Passage provided:
▬▬▬▬▬▬

Log In
updated 10:20 AM UTC, Dec 13, 2023

Senate Uncovers N10bn Extra Allocation In Education

ABUJA, Federal Republic of Nigeria. Senate Committee on Education yesterday uncovered N9,982,258,479 extra allocation in the budget appropriation of the Education Ministry. The amount was tucked inside the budget of the agencies in the ministry as personnel costs. The lawmakers, who began the budget defence of the education sector yesterday, found out that the personnel costs of the agencies under the Education Ministry was unjustifiably too high in the 2016 budget appropriation bill, prompting the members to take closer look at the figures.

Senate President Bukola Saraki: Senate Uncovers N10billion Hidden In Education Budget, 01 Feb 2016

Senate President Bukola Saraki: Senate Uncovers N10bn Hidden In Education Budget, 01 Feb 2016

It was discovered that personnel cost of the agencies rose from N88.1bn in 2015 to as high as N98.1bn in the 2016 estimate proposals. The rise in the total personnel costs of the agencies incidentally happened at a time a breakdown of their figures showed that individual personnel costs were declining. For instance, a breakdown of the figures showed that personnel budget of universities reduced by as much as N16.245bn, declining from N227.2bn in 2015 to N211bn in 2016.

In the same vein, colleges of education budget slide downward from N40.2bn in 2015 to N37.6bn, while polytechnics’ personnel cost, which was N61.44bn in 2015 was reduced to N58.23bn. However, while the ministry itself has its own budget reduced by N244.9m from N3.768bn in 2015 to N3.523bn in 2016, UNESCO Paris is the worst hit with the drastic reduction of its budget from N288.3bn in 2015 to N7.588bn in 2016. At the budget defence, which was conducted by the Senate Committee on Secondary School Education, Minister of State for Education, Prof. Anthony Anwuka, appeared in company of the Permanent Secretary, Mrs. Folasade Yemi-Esan. Anwuka made a presentation on the ministry’s budget performance last year.

▬▬▬▬▬▬

Records supplied:
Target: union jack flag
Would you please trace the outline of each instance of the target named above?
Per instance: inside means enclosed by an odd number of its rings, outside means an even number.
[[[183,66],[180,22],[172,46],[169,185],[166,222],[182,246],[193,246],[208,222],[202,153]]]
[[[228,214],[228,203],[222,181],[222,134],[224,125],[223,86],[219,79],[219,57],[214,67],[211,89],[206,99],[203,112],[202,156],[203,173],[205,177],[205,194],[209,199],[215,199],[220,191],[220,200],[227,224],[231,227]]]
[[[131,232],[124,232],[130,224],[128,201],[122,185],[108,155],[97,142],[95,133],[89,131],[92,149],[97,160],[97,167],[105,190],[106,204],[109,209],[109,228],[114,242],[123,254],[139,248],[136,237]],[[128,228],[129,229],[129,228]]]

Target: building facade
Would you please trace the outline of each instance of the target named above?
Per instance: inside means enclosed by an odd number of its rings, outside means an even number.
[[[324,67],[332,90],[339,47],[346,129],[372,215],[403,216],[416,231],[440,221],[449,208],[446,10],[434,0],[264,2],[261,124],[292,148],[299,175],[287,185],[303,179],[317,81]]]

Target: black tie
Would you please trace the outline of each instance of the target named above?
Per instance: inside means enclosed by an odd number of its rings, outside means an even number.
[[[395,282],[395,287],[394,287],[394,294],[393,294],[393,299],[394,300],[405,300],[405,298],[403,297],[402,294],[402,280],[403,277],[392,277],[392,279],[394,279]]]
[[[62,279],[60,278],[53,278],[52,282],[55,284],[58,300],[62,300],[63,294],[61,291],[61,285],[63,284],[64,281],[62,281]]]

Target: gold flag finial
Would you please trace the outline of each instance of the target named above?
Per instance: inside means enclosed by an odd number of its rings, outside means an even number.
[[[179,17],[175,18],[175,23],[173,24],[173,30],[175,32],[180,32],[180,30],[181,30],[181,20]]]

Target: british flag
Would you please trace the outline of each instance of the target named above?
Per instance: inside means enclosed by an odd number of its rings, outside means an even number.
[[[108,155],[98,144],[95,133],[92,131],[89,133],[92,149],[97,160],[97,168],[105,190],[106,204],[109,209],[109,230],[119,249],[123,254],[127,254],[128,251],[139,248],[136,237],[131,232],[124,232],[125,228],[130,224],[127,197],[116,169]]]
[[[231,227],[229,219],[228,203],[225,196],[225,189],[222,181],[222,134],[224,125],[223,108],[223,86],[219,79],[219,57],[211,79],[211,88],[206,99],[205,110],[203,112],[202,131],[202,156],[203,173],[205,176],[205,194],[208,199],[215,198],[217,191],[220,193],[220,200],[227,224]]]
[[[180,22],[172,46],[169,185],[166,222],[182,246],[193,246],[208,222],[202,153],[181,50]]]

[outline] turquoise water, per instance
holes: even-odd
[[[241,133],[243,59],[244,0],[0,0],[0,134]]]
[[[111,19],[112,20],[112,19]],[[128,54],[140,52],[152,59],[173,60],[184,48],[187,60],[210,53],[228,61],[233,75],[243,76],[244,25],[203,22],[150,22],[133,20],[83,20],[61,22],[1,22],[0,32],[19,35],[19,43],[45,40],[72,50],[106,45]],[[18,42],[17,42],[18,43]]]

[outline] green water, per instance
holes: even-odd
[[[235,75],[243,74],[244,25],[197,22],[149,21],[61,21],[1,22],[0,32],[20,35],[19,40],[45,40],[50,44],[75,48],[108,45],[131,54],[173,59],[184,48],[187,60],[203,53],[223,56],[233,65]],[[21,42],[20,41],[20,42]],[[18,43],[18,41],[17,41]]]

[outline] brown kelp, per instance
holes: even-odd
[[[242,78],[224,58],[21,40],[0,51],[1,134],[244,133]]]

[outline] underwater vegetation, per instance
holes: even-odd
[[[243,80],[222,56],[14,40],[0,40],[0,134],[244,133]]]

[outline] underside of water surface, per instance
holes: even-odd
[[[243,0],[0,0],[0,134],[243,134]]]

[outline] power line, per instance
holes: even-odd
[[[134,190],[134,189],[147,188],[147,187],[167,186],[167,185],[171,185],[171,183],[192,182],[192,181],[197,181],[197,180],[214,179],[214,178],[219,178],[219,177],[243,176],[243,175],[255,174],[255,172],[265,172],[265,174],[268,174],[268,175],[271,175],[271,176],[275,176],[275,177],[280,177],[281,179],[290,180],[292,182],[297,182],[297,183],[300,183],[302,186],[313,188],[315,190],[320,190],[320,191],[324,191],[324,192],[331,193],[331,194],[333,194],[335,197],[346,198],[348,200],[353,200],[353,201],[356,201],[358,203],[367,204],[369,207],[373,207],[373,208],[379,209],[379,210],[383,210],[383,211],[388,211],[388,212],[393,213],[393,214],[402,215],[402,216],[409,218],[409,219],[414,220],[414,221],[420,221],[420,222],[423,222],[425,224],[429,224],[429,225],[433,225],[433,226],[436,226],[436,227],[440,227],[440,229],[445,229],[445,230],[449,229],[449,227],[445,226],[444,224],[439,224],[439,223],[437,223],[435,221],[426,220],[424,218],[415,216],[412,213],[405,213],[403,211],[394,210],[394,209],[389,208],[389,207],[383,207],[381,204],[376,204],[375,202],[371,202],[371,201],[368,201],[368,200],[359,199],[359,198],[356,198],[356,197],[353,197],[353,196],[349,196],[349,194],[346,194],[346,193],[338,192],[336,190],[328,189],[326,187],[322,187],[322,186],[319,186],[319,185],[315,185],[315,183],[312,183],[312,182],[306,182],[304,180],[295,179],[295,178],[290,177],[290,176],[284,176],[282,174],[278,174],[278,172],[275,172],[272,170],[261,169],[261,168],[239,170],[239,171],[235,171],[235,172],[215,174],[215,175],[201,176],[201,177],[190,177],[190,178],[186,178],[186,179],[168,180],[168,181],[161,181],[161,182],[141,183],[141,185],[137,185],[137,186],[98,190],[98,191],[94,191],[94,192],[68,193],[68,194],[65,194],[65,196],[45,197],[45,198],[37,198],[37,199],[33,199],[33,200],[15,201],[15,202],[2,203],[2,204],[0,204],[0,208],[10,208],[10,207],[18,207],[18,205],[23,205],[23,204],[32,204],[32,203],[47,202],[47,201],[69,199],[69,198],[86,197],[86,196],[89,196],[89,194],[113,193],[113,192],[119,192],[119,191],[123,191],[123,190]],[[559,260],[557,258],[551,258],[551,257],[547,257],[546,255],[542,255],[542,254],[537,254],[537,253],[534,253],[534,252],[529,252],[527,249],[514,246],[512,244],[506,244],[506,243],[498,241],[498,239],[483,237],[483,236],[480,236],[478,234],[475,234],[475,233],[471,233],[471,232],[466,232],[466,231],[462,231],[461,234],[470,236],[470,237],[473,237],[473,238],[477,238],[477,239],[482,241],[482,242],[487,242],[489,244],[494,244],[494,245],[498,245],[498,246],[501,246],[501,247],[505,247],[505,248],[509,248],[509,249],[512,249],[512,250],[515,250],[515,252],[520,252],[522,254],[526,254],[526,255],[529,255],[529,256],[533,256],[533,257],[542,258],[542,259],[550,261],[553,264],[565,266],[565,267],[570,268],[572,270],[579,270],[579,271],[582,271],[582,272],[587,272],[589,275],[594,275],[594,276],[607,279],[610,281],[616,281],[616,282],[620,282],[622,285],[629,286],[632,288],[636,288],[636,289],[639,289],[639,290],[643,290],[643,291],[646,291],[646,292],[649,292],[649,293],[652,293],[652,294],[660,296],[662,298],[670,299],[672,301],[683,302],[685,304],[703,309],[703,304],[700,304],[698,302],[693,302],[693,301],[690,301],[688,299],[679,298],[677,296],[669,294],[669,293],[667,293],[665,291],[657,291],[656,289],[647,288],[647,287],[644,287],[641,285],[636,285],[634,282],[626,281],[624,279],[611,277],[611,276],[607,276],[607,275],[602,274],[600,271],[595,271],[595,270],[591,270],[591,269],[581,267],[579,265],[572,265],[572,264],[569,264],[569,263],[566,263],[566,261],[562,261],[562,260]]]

▬▬▬▬▬▬

Task requirements:
A. Decide whether each statement agrees with the education budget article, answering yes or no and quoting the words that settle it: (i) the personnel cost of the agencies rose from N88.1bn in 2015 to N98.1bn in the 2016 proposals; (ii) the personnel budget of universities increased from 2015 to 2016; (iii) Prof. Anthony Anwuka appeared at the budget defence together with the Permanent Secretary.
B. Answer from the education budget article, one line each:
(i) What was the personnel cost of polytechnics in 2015?
(ii) To what figure was the UNESCO Paris budget reduced in 2016?
(iii) Under what heading was the extra amount tucked inside the budget of the agencies?
C. Repeat the section of the education budget article that begins at the words "In the same" and stops after "performance last year.".
The items have no connection to the education budget article.

Problem solutions:
A.
(i) Yes: "personnel cost of the agencies rose from N88.1bn in 2015 to as high as N98.1bn in the 2016 estimate proposals"
(ii) No: "personnel budget of universities reduced by as much as N16.245bn, declining from N227.2bn in 2015 to N211bn in 2016"
(iii) Yes: "appeared in company of the Permanent Secretary, Mrs. Folasade Yemi-Esan"

B.
(i) N61.44bn
(ii) N7.588bn
(iii) Personnel costs

C.
In the same vein, colleges of education budget slide downward from N40.2bn in 2015 to N37.6bn, while polytechnics’ personnel cost, which was N61.44bn in 2015 was reduced to N58.23bn. However, while the ministry itself has its own budget reduced by N244.9m from N3.768bn in 2015 to N3.523bn in 2016, UNESCO Paris is the worst hit with the drastic reduction of its budget from N288.3bn in 2015 to N7.588bn in 2016. At the budget defence, which was conducted by the Senate Committee on Secondary School Education, Minister of State for Education, Prof. Anthony Anwuka, appeared in company of the Permanent Secretary, Mrs. Folasade Yemi-Esan. Anwuka made a presentation on the ministry’s budget performance last year.